WHAT THE TASK REQUIRES → Exact repetition of every record is required.

Entries taken from a collection
'''
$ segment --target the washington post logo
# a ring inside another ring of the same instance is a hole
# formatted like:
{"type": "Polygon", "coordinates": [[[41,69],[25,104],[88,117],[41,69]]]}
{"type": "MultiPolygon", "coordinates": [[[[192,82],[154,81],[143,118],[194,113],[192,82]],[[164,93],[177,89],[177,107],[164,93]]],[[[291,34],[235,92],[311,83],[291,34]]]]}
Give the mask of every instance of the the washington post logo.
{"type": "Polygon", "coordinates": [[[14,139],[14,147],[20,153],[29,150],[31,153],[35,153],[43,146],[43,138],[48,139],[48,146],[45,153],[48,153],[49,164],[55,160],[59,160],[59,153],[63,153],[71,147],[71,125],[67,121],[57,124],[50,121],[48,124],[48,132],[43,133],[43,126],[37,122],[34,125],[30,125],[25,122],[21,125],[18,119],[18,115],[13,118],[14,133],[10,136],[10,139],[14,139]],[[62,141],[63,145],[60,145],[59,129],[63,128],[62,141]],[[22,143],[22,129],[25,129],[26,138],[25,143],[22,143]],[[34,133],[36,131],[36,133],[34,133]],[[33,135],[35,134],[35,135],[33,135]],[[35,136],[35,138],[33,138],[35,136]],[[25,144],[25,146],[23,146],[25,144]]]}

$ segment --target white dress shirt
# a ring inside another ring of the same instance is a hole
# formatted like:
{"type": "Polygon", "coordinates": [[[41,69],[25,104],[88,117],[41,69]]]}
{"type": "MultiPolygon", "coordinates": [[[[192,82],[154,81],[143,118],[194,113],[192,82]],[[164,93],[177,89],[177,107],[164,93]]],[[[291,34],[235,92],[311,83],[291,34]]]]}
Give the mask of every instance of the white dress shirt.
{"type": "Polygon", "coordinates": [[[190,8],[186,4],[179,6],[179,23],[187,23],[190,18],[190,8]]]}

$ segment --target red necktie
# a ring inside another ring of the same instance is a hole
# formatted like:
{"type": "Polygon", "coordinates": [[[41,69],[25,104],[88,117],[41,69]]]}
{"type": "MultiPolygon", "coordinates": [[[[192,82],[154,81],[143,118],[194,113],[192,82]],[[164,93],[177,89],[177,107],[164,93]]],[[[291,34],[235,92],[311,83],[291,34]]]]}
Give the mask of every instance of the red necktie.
'''
SOLUTION TO THE PROBLEM →
$ segment --target the washington post logo
# a ring inside another ring of the same instance is a hole
# formatted like:
{"type": "Polygon", "coordinates": [[[41,69],[25,104],[88,117],[41,69]]]}
{"type": "MultiPolygon", "coordinates": [[[[192,82],[154,81],[143,118],[194,113],[192,82]],[[164,93],[177,89],[177,107],[164,93]]],[[[291,34],[235,92],[311,83],[291,34]]]]}
Give the mask of every instance of the the washington post logo.
{"type": "Polygon", "coordinates": [[[14,139],[14,147],[20,153],[29,150],[31,153],[35,153],[43,146],[43,138],[48,139],[48,146],[45,153],[48,153],[49,164],[55,160],[59,160],[59,153],[63,153],[71,147],[71,125],[67,121],[57,124],[50,121],[48,124],[48,132],[43,133],[43,126],[37,122],[34,125],[30,125],[25,122],[21,125],[18,119],[18,115],[13,118],[14,133],[10,136],[10,139],[14,139]],[[62,141],[63,145],[60,145],[59,129],[63,128],[62,141]],[[22,143],[22,129],[25,129],[26,138],[25,143],[22,143]],[[34,133],[36,131],[36,133],[34,133]],[[33,135],[35,134],[35,135],[33,135]],[[35,136],[35,138],[33,138],[35,136]],[[25,144],[25,146],[23,146],[25,144]]]}

$ segment --target white dress shirt
# a ring inside another ring of the same instance is a hole
# formatted like:
{"type": "Polygon", "coordinates": [[[41,69],[25,104],[88,117],[41,69]]]}
{"type": "MultiPolygon", "coordinates": [[[[192,82],[154,81],[143,118],[194,113],[192,82]],[[164,93],[177,89],[177,107],[164,93]]],[[[291,34],[235,92],[311,83],[291,34]]]]}
Give the mask of every instance of the white dress shirt.
{"type": "Polygon", "coordinates": [[[190,8],[186,4],[179,6],[179,23],[187,23],[190,18],[190,8]]]}

$ segment --target red necktie
# a ring inside another ring of the same instance is a hole
# formatted like:
{"type": "Polygon", "coordinates": [[[41,69],[25,104],[88,117],[41,69]]]}
{"type": "MultiPolygon", "coordinates": [[[[192,82],[154,81],[143,118],[194,113],[192,82]],[[164,93],[177,89],[177,107],[164,93]]],[[[291,34],[235,92],[311,83],[291,34]]]]}
Give the mask of every instance of the red necktie.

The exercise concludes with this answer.